- _YANG DIMINTA_: Teruskan kutipan di bawah tentang jurnalis Indonesia dan surat kabar Poetri Hindia, mulai setelah kalimat terakhirnya.

- _KUTIPAN_:
>>>

Masih berlangsung di era saat ini pun, para jurnalis Indonesia kerap menghadapi berbagai bentuk kekerasan dan intimidasi serupa, mulai dari bentakan, cacian, teriakan, dan pengusiran. Jurnalis yang ceroboh atas tulisannya sendiri, ataupun sebagai korban bungkam yang tak bersalah, bahkan ada yang menerima teror sampai ancaman pembunuhan. Perlakukan demikan tentu dapat berdampak pada trauma psikologis, ketakutan, dan kecemasan berlebih. Fenomena ini juga dapat membuat calon jurnalis merasa ngeri dan ciut nyalinya. Jika tidak ditangani, ini dapat mengakibatkan hilangnya bibit jurnalis berkualitas, yang ingin turut membangun dan menjaga Indonesia di masa depan.
Berdasarkan laporan Aliansi Jurnalis Independen (AJI) tahun 2022, berjudul "Serangan Meningkat, Otoritarianisme Menguat: Laporan Situasi Keamanan Jurnalis Indonesia 2022," tercatat 61 kasus kekerasan terhadap jurnalis pada tahun tersebut. Angka ini meningkat dari 43 kasus di 2021. Mayoritas kekerasan terdiri dari tindakan fisik dan perusakan alat kerja.
Peran Tirto untuk Perempuan
Ibed, sebagai penulis naskah, menghadirkan perspektif yang jarang terdengar dalam sejarah resmi. Monolog ini juga menggambarkan masa muda Tirto sebagai penjelajah yang akrab dengan banyak perempuan. Bukan hanya dengan gadis-gadis, tapi juga nona-nona Eropa, nyai, bahkan janda seorang jaksa. Meski demikian, inspirasi Tirto untuk menerbitkan Poetri Hindia justru muncul dari kenakalan masa remajanya terhadap perempuan.
Poetri Hindia, surat kabar yang pertama kali terbit di Batavia pada 1 Juli 1908 ini, menjadi media yang membuka ruang bagi aspirasi perempuan. Tirto menyadari bahwa kaum perempuan belum memiliki wadah untuk menyuarakan pikiran mereka secara tertulis. Konten Poetri Hindia pun mencakup berbagai aspek kebutuhan perempuan, baik remaja putri maupun ibu-ibu. Rubriknya seperti "Perempuan Hindia," "Perawatan Kecantikan," dan "Pemeliharaan Anak", membahas isu-isu yang relevan. Selain itu, ada pula rubrik cerita pendek, hikayat, serta artikel-artikel lain yang bersifat hiburan.
“Dalam pertunjukan, di bagian penceritaan Poetri Hindia, sengaja ditampilkan di layar, penghargaan yang diperoleh dari Ibu Suri Emma, Ibunda Sri Ratu Wilhemina,” ujar Bli Can.
Keberadaan perempuan dalam Poetri Hindia menunjukkan bahwa mereka punya peran publik: sebagai pewarta. Dukungan Tirto yang begitu hebat dalam menjunjung perempuan, turut menghadirkan ingatan bagaimana di masa kini ketidaksetaraan gender pada jurnalis perempuan masih marak terjadi.

<<<

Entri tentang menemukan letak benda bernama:
>>>

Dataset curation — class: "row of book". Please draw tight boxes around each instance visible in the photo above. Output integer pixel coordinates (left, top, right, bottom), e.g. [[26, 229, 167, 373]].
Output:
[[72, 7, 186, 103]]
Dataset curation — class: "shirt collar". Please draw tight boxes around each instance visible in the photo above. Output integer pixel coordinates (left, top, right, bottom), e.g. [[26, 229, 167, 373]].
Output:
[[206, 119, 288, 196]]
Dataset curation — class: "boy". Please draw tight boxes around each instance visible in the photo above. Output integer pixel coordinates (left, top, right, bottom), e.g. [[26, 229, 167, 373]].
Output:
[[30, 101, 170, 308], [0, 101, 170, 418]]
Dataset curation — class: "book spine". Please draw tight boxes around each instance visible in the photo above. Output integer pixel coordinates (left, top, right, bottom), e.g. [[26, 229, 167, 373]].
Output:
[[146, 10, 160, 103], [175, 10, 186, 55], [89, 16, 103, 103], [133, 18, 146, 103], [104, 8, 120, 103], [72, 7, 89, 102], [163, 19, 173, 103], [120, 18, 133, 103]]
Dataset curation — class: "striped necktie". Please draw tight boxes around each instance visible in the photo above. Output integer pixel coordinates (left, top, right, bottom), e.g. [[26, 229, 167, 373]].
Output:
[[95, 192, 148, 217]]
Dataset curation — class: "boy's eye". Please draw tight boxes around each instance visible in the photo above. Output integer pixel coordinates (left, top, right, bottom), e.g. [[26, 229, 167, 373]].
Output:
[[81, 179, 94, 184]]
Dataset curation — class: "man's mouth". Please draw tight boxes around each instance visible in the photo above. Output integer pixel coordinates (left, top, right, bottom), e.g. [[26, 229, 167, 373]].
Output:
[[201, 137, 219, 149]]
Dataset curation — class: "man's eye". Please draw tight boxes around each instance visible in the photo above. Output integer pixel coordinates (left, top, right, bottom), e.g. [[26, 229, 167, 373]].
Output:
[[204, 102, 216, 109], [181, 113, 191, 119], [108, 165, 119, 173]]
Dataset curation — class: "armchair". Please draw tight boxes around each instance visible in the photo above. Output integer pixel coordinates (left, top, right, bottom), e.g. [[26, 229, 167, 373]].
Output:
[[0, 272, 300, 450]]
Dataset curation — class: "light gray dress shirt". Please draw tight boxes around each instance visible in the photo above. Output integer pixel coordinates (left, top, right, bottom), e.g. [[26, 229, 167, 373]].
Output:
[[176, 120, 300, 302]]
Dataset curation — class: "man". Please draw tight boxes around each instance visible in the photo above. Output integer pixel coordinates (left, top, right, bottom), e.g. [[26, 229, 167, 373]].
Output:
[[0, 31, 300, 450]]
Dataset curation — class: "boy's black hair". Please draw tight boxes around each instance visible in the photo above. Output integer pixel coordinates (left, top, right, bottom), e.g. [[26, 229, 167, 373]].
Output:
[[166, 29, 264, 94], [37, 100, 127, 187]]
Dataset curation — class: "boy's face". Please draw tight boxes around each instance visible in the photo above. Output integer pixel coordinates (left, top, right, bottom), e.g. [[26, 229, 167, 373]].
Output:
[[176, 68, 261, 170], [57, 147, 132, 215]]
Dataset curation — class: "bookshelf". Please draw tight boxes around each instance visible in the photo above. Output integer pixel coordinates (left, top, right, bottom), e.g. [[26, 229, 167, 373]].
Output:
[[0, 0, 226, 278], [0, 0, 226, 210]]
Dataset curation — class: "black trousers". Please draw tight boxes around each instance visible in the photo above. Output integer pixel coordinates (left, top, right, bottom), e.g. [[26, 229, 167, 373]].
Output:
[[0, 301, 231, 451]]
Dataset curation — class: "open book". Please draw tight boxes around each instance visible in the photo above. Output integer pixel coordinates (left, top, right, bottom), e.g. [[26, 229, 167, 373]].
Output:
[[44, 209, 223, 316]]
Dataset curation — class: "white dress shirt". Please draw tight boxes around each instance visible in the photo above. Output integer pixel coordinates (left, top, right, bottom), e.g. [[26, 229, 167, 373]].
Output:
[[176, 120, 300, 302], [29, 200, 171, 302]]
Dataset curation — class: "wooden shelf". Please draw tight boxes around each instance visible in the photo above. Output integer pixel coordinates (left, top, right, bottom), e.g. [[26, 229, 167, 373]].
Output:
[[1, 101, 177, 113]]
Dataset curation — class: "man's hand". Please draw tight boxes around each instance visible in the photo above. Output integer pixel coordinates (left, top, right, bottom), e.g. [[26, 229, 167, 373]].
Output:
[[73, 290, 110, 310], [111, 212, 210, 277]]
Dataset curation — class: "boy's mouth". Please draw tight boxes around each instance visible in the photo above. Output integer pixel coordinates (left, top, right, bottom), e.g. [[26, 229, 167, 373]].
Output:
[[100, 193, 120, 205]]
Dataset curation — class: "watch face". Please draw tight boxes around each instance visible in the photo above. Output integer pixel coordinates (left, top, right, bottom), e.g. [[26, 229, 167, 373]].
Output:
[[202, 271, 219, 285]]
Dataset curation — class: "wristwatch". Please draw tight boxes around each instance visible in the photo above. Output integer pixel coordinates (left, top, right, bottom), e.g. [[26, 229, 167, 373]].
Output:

<<<

- _JAWABAN LATIHAN_:
Pada akhir tahun 2021, hasil survei kekerasan terhadap jurnalis perempuan oleh Pemantau Regulasi dan Regulator Media (PR2Media) mengungkapkan realitas yang mengkhawatirkan. Dari 1.256 responden jurnalis perempuan di seluruh Indonesia, 85,7% pernah mengalami berbagai bentuk kekerasan. Sebanyak 70,1% mengaku mengalami kekerasan, baik secara fisik maupun digital. Riset kolaboratif AJI dan PR2Media pada 2022 menunjukkan fakta serupa, dengan 82,6% dari 852 jurnalis perempuan di 34 provinsi pernah mengalami kekerasan seksual.
Monolog Tirto dan temuan aktual di Indonesia memperlihatkan bahwa keamanan jurnalis, baik laki-laki ataupun perempuan, masih menjadi permasalahan serius. Padahal, kinerja jurnalis yang profesional dan aman menjadi dasar krusial demo mendukung pilar demokrasi.
Seni Menghidupkan Sejarah
Secara keseluruhan, adanya kolaborasi naskah sejarah yang kuat, bentuk menarik oleh sutradara, permainan aktor, dan seluruh tim yang terlibat, cukup berhasil memberikan kehidupan yang nyata tentang tokoh Tirto. Melalui tata kostum dan riasan yang cermat, Tirto hadir secara fisik dengan kumis khas melengkung ke atas di ujungnya, serta pakaian jawa dan blankon yang mencerminkan identitas budayanya. Mesin ketik dan suaranya yang banyak muncul dalam cerita, menjadi simbol yang memperkuat identitasnya sebagai jurnalis yang terus menulis.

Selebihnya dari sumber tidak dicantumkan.